» **Text extract**:
The 15 Most Egotistical Figures Currently in the NHL
Bruce Bennett/Getty Images
In sports there is, of course, no "I" in team.
I made the mistake of letting my high-school lacrosse coach know that there was in fact a "me" in team if you moved some letters around. My big mouth cost me an afternoon of practice running laps for about an hour around the field.
It was during my extra conditioning that I came to the realization that what I had said was self-serving and egotistical. I put a good laugh and wisecrack ahead of what the coach had to say. I had diminished his game plan by putting my own agenda first.
Of course my 17-year-old brain took about 15 laps to process this, but I begrudgingly admitted to learning my lesson to the coaching staff at the end of my run.
We're wired as humans to be self-serving, survival-of-the-fittest types. When it comes to collective efforts and reaching team goals, the ego must be kept in check to a certain degree. T
he ability to reach certain levels of achievement is directly related to one's motivation to reach said goal. Whether you are motivated by money, ego, sex, survival or anything else, human beings are driven by a multitude of things that aren't as obvious as you might think.
In professional sports, the NHL is widely regarded as the major sport with the smallest number of egomaniacs.
That said, there are still plenty of gentlemen in the NHL who love to be the center of attention. From players on the ice who love the spotlight (and themselves), to announcers who love the sound of their own voices. Of course we can't forget the agenda-driven suits who currently have the game we love on ice.
Here's my list of the 15 biggest egomaniacs currently in the NHL. Enjoy now!
Whether it's marginally racist, misogynistic or inflammatory comments directed towards a particular group of people, Don Cherry loves to hear his voice more than anyone else does.
Cherry seems to subscribe to the theory of "talking louder makes you right".
Hockey Night in Canada's favorite blowhard wants as much attention for his mouth as he does his obnoxious suits. It's hard to tell if Cherry actually believes some of his rants or if he's just trying to get some press.
It should be noted that Don Cherry has done great work for charities over the years, including working with the Humane Society and pet adoption policies. He also created a charity in the name of his late wife Rose, and honors her by wearing a rose on his jacket lapel.
A story that I love about Cherry was from his coaching days. After being fired by Boston in 1979, Cherry was hired by the Colorado Rockies. Though his Rockies only managed 19 wins in Cherry's only season, one of them was an away win at Boston.
With just over two minutes left in the game with the Rockies leading 5-3, Cherry called timeout and signed autographs for fans behind the Rockies bench.
The story is hilarious, but a shining example of the larger-than-life persona created by Cherry.
Hey Pierre, could you stand closer to me?
While Pierre McGuire is creepy ahead of anything else, there has to be a huge ego that drives him. Why else would he end up in the situations that he does?

» **Set problem**: From the article on egotistical NHL figures, extract the passage starting with "Cherry seems to" and going on through "get some press.". Rely on the article on egotistical NHL figures alone.

» **Dataset rows showing where objects appear**:
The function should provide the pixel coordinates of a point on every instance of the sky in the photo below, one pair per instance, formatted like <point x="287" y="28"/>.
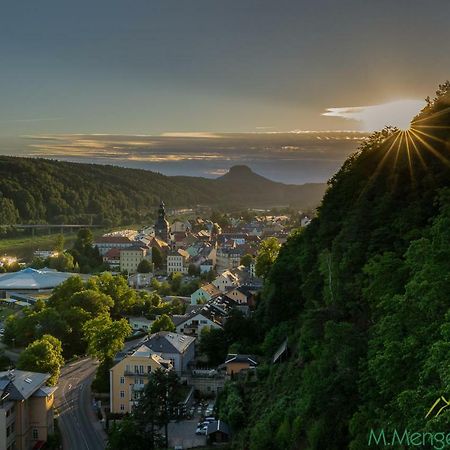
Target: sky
<point x="153" y="67"/>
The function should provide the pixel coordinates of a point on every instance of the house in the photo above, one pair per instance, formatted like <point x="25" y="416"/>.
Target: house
<point x="140" y="323"/>
<point x="225" y="281"/>
<point x="26" y="409"/>
<point x="235" y="363"/>
<point x="228" y="257"/>
<point x="218" y="431"/>
<point x="177" y="261"/>
<point x="243" y="295"/>
<point x="206" y="266"/>
<point x="107" y="242"/>
<point x="192" y="324"/>
<point x="177" y="348"/>
<point x="179" y="226"/>
<point x="112" y="258"/>
<point x="204" y="294"/>
<point x="130" y="375"/>
<point x="132" y="256"/>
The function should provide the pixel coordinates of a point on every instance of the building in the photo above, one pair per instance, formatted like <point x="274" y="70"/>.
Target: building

» **Response to the task**:
Cherry seems to subscribe to the theory of "talking louder makes you right".
Hockey Night in Canada's favorite blowhard wants as much attention for his mouth as he does his obnoxious suits. It's hard to tell if Cherry actually believes some of his rants or if he's just trying to get some press.